Exercise goal:
Please copy every item below word for word, leaving the pictures out of your answer.

_ _ _ _ _

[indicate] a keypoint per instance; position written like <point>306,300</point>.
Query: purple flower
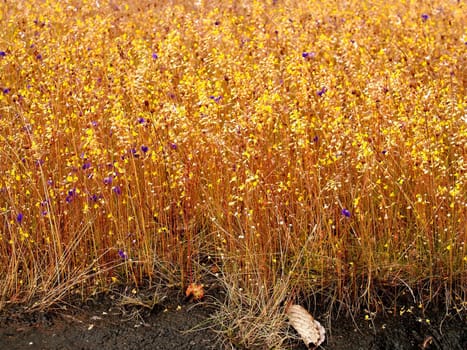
<point>94,198</point>
<point>117,190</point>
<point>122,254</point>
<point>322,91</point>
<point>216,99</point>
<point>134,152</point>
<point>308,54</point>
<point>70,195</point>
<point>346,213</point>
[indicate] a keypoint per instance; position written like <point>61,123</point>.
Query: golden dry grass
<point>319,142</point>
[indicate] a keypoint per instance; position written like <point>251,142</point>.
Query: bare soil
<point>177,323</point>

_ _ _ _ _

Worked answer:
[indicate] a keypoint per instance; position written like <point>306,300</point>.
Query: purple flower
<point>94,198</point>
<point>117,190</point>
<point>122,254</point>
<point>322,91</point>
<point>216,99</point>
<point>134,152</point>
<point>308,54</point>
<point>70,195</point>
<point>346,213</point>
[indicate] a keypoint per instance; position written like <point>61,123</point>.
Query: golden dry grass
<point>319,142</point>
[indicate] a keypoint per instance; position written like <point>251,142</point>.
Query: bare soil
<point>177,323</point>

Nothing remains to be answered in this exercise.